#### [Aufgabe A]
Welches Datum nennt der Erinnerungstext für den Moment am meerblauen Sarg?
#### [Aufgabe B]
Führe den Erinnerungstext über den Abschied und die Musik aus Irland im selben Ton nach seinem letzten Satz fort.

Als er dort lag, am 7. Juli 2000 in seinem meerblauen Sarg und ich ihn zum letzten mal berührte, streichelte ich diese Haare und sie waren das einzig lebendige an ihm.... Dieser ewig tote Teil unseres Körpers bleibt nach dem Tod am lebendigsten.... 

Unsere alte kleine Anlage wurde wieder aufgestellt und hier, in Florian's Zimmer höre ich – während bei ihm oder hier am PC sitze - die Musik aus Irland, die Musik, die unser Leben in den letzten Jahren begleitet hat, die CD, die ich für Florian zu seinem 24. Geburtstag, dem ersten Geburtstag, den wir begehen mußten, erstellt habe, unsere Musik, meine Musik!

#### [Vorgegebene Zeilen]

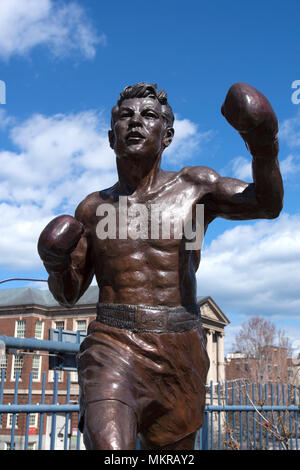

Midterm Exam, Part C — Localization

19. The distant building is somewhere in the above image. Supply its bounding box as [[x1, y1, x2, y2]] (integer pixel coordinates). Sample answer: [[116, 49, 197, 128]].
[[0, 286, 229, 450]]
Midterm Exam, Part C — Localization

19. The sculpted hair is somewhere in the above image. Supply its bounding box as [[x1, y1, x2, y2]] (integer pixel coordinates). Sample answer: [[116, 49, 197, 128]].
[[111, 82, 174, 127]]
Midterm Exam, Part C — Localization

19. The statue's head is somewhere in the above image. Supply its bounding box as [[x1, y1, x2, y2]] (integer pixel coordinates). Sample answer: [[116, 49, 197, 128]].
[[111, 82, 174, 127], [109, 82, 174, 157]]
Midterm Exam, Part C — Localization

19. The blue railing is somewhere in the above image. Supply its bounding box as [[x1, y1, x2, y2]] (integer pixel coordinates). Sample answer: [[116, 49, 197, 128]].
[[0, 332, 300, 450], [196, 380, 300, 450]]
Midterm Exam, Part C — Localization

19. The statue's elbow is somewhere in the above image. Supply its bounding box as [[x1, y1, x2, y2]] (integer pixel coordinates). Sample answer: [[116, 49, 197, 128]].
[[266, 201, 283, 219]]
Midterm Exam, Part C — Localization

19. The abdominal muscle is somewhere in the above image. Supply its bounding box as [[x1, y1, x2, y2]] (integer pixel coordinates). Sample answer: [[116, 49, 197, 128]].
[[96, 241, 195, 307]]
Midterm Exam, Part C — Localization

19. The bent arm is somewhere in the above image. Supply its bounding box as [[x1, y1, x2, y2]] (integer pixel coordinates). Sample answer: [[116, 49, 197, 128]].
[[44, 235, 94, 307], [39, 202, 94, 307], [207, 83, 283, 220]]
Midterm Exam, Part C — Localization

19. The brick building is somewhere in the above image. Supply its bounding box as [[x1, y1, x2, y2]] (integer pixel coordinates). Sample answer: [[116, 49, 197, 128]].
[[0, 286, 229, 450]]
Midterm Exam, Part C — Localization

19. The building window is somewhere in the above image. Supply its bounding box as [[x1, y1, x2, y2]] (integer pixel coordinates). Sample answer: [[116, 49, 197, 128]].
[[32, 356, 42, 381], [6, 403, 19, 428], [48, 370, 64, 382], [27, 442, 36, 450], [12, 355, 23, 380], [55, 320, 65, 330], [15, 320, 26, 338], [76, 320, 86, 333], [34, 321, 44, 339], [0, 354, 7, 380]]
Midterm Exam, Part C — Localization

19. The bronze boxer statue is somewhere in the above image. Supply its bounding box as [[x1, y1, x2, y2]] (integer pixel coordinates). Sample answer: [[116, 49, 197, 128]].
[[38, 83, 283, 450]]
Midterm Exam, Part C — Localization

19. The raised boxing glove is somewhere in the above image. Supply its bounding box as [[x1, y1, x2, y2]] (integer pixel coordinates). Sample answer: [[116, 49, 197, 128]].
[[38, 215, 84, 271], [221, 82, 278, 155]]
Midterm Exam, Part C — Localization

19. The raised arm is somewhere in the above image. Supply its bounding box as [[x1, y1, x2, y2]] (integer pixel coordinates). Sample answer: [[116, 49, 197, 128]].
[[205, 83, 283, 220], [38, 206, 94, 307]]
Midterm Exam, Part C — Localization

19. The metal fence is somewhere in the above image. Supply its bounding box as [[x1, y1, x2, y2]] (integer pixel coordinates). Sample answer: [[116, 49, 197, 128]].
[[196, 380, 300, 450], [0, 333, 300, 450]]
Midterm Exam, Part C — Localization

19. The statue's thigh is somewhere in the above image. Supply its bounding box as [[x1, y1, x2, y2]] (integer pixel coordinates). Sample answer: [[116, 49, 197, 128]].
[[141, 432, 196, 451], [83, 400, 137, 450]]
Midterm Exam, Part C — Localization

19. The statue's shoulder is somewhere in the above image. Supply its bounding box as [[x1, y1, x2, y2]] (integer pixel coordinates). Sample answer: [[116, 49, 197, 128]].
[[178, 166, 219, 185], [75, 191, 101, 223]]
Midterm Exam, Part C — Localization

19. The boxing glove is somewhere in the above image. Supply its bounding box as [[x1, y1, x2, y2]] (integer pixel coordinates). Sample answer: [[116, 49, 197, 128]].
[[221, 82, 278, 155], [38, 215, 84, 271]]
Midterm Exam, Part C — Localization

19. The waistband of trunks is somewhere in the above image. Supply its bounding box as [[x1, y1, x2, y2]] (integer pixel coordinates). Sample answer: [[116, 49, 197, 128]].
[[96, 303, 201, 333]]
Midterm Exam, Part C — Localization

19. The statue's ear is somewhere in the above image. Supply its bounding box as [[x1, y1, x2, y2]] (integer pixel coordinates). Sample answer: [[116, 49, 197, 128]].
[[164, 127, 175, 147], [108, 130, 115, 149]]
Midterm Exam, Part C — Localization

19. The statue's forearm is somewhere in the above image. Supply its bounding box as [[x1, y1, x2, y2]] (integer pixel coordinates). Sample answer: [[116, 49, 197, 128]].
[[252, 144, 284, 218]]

#### [Antwort A]
Den 7. Juli 2000.

#### [Antwort B]
Ein kleines Foto von Florian mit lachenden Gesicht steht neben dem Foto meines Vaters, der 1989 starb. Das Foto meines Vaters ist an einem Strand aufgenommen, es zeigt ihn entspannt und ebenfalls lachend. Beide Fotos zeigen eine große Ähnlichkeit, die Florian mit zunehmendem Alter mit seinem geliebten Opa bekam.  Wenn ich die Fotos betrachte, fällt mir eine Satz ein von Seneca, an den ich gerne glauben möchte. 

„In der Ewigkeit können sie sich- dein Vater und dein Sohn - frei auf unendlichen Gebieten  bewegen; kein Meer hindert sie, keiner Bergeshöhe, kein tiefeingeschnittenes Tal, nicht die Sandbänke unserer Furten. Überall sind ebene Pfade, leicht gehen sie ineinander über und führen von einem Stern zum anderen....“ 

Ein Engel steht zwischen diesen beiden Fotos und breitet seine Flügel über sie aus.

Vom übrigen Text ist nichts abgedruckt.